= Directions =
Filter on the word "nose": copy each matching line from the listing below.

= Information provided =
===

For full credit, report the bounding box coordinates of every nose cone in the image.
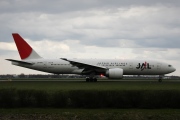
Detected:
[167,64,176,74]
[172,67,176,72]
[169,66,176,73]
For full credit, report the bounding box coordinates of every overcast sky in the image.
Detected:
[0,0,180,76]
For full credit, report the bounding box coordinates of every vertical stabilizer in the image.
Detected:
[12,33,42,60]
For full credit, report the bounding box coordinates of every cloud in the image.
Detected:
[1,0,180,14]
[1,4,180,48]
[0,42,16,51]
[0,0,179,75]
[132,48,180,60]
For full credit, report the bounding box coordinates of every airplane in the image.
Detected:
[6,33,176,82]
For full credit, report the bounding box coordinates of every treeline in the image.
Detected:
[0,89,180,108]
[0,74,85,79]
[1,74,179,79]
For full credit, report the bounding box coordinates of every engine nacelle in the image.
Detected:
[106,68,123,79]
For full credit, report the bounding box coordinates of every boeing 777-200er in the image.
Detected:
[6,33,176,82]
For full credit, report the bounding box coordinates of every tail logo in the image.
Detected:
[12,33,41,60]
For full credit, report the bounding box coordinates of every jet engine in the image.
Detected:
[106,68,123,79]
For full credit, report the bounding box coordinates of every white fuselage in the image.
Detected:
[12,58,176,75]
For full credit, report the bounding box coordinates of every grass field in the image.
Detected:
[0,79,180,120]
[0,109,180,120]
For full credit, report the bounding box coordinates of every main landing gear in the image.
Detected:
[86,77,97,82]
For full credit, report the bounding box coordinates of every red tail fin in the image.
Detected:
[12,33,41,60]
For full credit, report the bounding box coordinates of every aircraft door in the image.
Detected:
[43,61,47,68]
[129,63,133,69]
[157,63,161,70]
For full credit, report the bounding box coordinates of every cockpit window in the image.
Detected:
[168,65,172,67]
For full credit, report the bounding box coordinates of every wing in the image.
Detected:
[61,58,107,74]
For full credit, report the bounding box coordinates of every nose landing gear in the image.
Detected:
[158,75,164,82]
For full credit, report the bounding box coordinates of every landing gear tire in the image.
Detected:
[86,78,97,82]
[158,75,164,83]
[90,79,93,82]
[86,78,90,82]
[94,78,97,82]
[158,78,162,83]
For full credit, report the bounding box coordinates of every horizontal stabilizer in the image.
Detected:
[6,59,34,65]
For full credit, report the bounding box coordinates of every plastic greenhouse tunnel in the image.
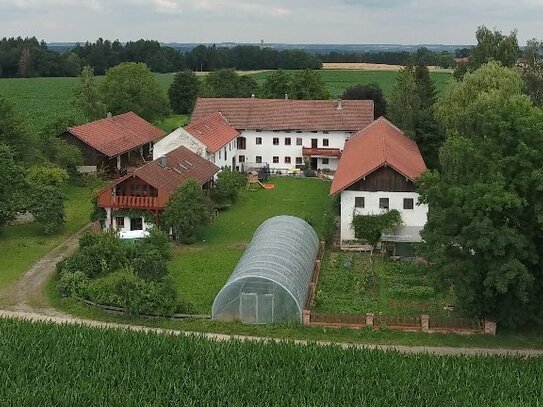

===

= Output of the exercise =
For full credit, report the bounding box coordinates of every nose cone in the image.
For full credit, report the bounding box coordinates of every nose landing gear in the image.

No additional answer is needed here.